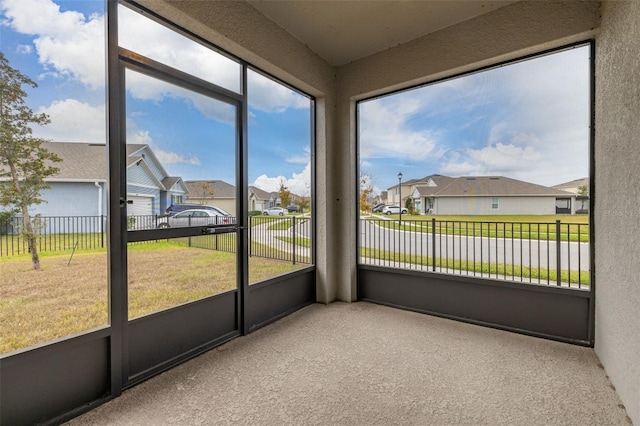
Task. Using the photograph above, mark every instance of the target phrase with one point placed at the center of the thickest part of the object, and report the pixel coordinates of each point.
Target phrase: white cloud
(67, 42)
(146, 88)
(300, 158)
(71, 46)
(73, 121)
(384, 131)
(500, 159)
(298, 183)
(25, 49)
(142, 137)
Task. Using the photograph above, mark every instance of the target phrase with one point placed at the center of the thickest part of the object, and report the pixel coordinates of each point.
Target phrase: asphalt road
(514, 251)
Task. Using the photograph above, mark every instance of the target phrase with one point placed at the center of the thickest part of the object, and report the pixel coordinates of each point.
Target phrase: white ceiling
(342, 31)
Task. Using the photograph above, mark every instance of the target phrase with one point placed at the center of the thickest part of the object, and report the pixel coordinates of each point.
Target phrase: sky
(62, 48)
(528, 121)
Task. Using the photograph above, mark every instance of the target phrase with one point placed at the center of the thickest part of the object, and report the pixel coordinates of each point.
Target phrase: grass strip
(534, 275)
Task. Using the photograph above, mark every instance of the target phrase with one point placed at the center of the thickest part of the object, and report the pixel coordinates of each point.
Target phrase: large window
(481, 164)
(280, 178)
(63, 51)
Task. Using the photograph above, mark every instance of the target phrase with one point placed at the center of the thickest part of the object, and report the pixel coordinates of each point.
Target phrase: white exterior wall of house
(506, 205)
(72, 199)
(393, 197)
(226, 204)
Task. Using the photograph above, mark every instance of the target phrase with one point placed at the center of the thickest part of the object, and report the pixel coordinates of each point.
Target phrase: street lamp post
(400, 194)
(400, 205)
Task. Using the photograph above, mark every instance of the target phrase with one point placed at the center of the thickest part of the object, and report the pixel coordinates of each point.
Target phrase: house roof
(80, 161)
(486, 186)
(437, 179)
(210, 189)
(169, 181)
(572, 184)
(259, 193)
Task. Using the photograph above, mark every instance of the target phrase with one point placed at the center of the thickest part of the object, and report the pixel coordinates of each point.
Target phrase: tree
(366, 188)
(284, 194)
(24, 162)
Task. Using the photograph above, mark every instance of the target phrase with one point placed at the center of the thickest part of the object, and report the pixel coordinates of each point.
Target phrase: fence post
(558, 270)
(433, 244)
(294, 239)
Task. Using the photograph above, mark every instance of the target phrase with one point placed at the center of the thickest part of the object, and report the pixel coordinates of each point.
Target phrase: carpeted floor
(364, 364)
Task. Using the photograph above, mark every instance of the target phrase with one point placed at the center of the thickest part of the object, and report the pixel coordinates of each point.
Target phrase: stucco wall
(71, 199)
(617, 199)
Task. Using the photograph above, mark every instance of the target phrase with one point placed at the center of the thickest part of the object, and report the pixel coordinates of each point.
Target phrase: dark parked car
(197, 217)
(177, 208)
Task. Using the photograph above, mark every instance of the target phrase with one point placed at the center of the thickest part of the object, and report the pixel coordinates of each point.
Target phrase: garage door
(139, 206)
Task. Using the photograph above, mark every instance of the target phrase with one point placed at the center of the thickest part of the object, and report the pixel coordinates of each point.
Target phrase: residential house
(215, 193)
(486, 195)
(260, 200)
(581, 188)
(79, 187)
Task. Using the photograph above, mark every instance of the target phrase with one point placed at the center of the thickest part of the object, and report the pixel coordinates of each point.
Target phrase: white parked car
(393, 210)
(198, 217)
(275, 211)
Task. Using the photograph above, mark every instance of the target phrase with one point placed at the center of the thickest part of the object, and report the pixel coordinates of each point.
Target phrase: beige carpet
(363, 364)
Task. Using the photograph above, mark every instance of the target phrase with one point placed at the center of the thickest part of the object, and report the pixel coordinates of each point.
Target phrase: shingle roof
(81, 161)
(169, 181)
(573, 184)
(492, 186)
(212, 188)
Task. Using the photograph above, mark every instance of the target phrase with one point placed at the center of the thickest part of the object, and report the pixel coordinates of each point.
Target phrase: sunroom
(275, 95)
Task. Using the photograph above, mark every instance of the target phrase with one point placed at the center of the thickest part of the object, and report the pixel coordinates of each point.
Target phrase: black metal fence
(543, 253)
(284, 238)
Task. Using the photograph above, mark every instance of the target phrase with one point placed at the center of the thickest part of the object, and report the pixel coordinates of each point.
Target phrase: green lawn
(572, 228)
(70, 294)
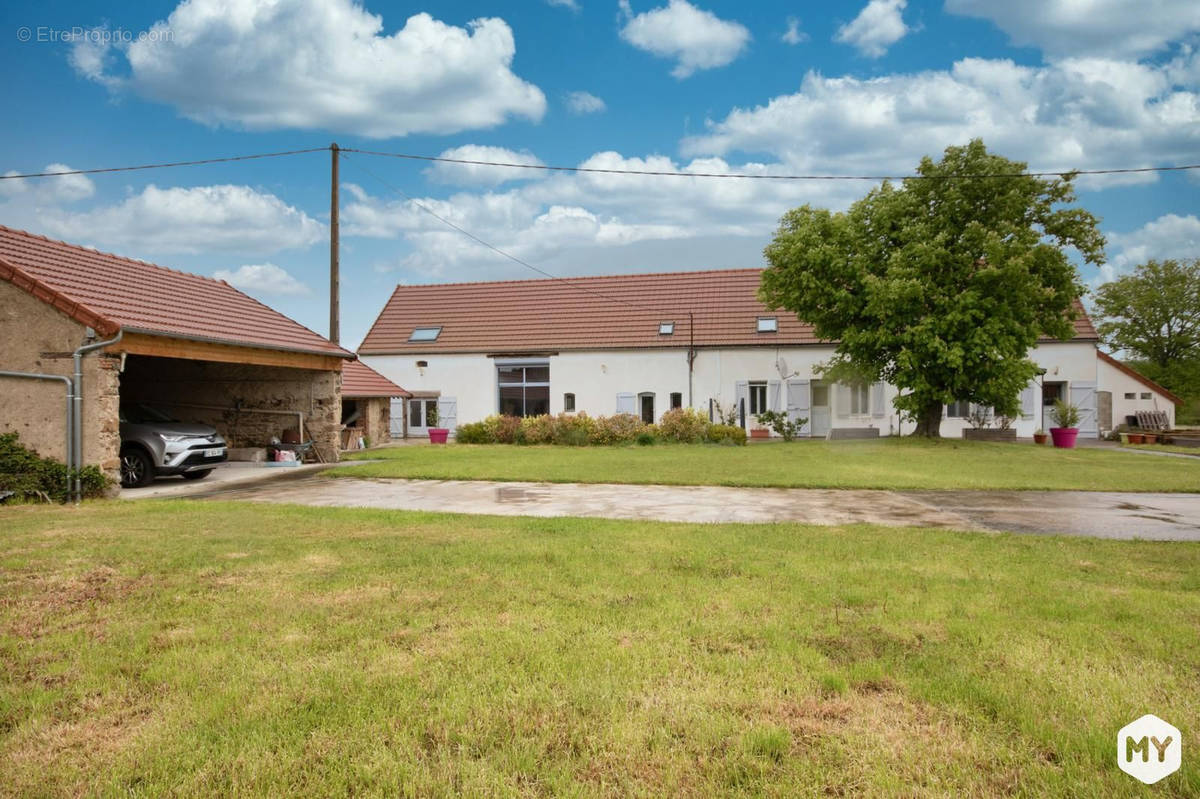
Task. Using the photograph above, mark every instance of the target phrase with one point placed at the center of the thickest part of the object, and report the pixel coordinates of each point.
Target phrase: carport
(192, 346)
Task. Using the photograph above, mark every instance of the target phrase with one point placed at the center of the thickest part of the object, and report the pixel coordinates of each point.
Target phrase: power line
(745, 176)
(471, 235)
(163, 166)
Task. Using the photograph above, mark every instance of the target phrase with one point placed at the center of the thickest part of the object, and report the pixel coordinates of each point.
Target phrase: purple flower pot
(1065, 437)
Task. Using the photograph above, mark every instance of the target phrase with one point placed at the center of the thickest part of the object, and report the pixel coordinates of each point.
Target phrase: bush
(727, 434)
(31, 476)
(683, 425)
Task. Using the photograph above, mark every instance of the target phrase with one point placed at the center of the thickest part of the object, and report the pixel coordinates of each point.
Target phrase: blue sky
(774, 88)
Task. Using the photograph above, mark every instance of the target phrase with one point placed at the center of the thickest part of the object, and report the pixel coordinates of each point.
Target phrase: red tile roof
(108, 293)
(611, 312)
(361, 380)
(1138, 376)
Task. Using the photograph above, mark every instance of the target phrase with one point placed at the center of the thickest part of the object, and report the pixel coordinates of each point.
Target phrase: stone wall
(36, 337)
(232, 397)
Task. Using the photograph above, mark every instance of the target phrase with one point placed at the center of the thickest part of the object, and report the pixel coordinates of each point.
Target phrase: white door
(822, 416)
(396, 420)
(799, 403)
(1083, 396)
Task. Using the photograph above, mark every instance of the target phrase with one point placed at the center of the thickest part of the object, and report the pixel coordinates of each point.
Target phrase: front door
(821, 414)
(421, 415)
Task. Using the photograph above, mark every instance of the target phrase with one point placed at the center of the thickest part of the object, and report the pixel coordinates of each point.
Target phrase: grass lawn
(196, 648)
(883, 463)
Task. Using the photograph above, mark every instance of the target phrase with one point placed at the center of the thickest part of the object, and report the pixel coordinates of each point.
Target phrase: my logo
(1150, 749)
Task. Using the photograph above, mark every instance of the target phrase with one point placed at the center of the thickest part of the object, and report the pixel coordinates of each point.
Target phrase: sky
(717, 86)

### BRIEF
Count the lines of the records above that contain the string "lawn". Give only the number.

### FINISHED ANSWER
2